*Document*:
----------------

BDAM 04/10: CDAP & hybrid data management; End-to-End ML Platforms and Airflow


Details
A big shout out to SF Big Analytics Group for the collaboration and Google SF for hosting and sponsoring this event!
Agenda:
6 - 6:30 pm Networking + food
6:30 pm -- 6:40 pm Introduction
6:40 pm -- 7:15 pm Talk 1 (Google) + QA
7:15 pm -- 7:50 pm Talk 2 (AirBnb) + QA
7:50 pm -- 8:35 pm Talk 3 (Lyft) + QA
8:40 pm -- 9 pm Networking + Closing
#Talk 1: Demystifying Hybrid Data Management using CDAP
Speaker: Bhooshan Mogal, Product Manager, Google
Briefing:
Cloud has emerged as a critical enabler of digital transformation, with the aim of reducing IT overheads and costs. However, cloud
migration is not instantaneous for a variety of reasons including data sensitivity, compliance and application performance. This results in the creation of diverse hybrid and multi-cloud environments and amplifies data management and integration challenges. This talk demonstrates how CDAP’s flexibility can allow you to utilize your existing on-premises infrastructure, as you evolve to the latest Big Data and Cloud services at your own pace, all while providing you a single, unified view of all your data, wherever it resides.

----------------

*Instructions for the task*:
Continue the meetup event announcement from the point where it stops. None of the data entries are needed.

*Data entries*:

----------------

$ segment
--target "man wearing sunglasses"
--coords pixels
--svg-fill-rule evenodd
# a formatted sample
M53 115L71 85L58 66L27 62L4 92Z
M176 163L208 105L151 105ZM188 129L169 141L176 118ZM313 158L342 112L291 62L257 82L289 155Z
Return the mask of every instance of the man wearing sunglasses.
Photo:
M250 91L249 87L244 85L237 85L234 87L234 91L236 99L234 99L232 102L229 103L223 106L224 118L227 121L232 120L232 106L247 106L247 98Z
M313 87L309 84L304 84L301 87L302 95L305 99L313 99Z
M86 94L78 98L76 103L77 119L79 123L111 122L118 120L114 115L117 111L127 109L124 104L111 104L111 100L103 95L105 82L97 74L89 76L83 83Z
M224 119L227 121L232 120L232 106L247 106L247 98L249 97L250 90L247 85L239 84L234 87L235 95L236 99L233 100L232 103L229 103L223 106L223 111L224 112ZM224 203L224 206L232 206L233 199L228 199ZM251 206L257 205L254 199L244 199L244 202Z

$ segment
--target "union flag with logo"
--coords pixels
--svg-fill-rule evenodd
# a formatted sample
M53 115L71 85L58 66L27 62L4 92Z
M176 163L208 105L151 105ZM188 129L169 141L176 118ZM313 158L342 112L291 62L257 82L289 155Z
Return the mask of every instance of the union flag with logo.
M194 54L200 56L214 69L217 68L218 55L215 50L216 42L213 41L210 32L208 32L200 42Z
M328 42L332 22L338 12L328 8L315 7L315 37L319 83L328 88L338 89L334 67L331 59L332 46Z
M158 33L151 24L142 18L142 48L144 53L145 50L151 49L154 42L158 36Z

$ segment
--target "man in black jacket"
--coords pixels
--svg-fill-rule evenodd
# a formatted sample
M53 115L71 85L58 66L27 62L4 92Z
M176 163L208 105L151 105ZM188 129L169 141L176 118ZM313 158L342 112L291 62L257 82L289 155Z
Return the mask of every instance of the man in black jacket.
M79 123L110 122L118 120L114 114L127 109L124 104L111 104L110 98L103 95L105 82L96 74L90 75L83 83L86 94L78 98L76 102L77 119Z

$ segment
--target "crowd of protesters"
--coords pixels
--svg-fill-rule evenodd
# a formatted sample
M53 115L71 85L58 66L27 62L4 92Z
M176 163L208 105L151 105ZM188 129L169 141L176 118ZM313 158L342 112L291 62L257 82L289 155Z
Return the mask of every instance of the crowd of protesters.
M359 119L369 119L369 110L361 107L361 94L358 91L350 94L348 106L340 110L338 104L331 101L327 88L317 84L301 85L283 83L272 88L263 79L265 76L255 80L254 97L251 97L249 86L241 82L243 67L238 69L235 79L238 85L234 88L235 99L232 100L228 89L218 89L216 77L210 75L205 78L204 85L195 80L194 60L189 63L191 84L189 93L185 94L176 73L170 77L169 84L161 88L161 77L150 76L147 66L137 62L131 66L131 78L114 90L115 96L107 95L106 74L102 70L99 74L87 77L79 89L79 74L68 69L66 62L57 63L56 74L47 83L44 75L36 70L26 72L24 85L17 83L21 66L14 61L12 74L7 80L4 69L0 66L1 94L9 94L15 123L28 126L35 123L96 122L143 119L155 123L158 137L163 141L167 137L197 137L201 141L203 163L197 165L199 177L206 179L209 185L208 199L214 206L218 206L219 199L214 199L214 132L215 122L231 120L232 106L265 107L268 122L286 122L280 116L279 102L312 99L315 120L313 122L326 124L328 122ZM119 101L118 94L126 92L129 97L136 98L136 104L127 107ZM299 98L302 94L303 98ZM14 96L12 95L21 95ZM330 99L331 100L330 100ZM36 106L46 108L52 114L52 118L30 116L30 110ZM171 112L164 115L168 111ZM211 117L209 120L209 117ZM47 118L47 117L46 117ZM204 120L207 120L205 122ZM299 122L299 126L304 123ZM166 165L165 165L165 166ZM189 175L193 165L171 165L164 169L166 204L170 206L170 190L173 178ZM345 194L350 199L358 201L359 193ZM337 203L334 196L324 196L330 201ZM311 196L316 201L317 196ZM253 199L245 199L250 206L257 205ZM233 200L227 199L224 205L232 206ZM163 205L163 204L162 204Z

----------------

*Answer to this problem*:
Speaker's Bio: Bhooshan Mogal is a Product Manager at Google, where he is focused on delivering best-in-class Data and Analytics services to GCP users. Prior to Google, he worked on data systems at Cask Data Inc, Pivotal and Yahoo.
#Talk 2: Bighead: Airbnb's end-to-end machine learning platform
Speaker: Andrew Hoh, Product Manager, Airbnb
Briefing:
Airbnb has a wide variety of ML problems ranging from models on traditional structured data to models built on unstructured data such as user reviews, messages and listing images. Bighead aims to tie together various open source and in-house projects to remove incidental complexity from ML workflows. Bighead is built on Python, Spark, and Kubernetes. The components include a lifecycle management service, an offline training and inference engine, an online inference service, a prototyping environment, and a Docker image customization tool.
In addition, Bighead includes a unified model building API that smoothly integrates popular libraries including TensorFlow, XGBoost, and PyTorch. This talk covers the architecture, the problems that each individual component and the overall system aims to solve, and a vision for the future of machine learning infrastructure. It’s widely adopted in Airbnb and we have variety of models running in production. We plan to open source Bighead to allow the wider community to benefit from our work.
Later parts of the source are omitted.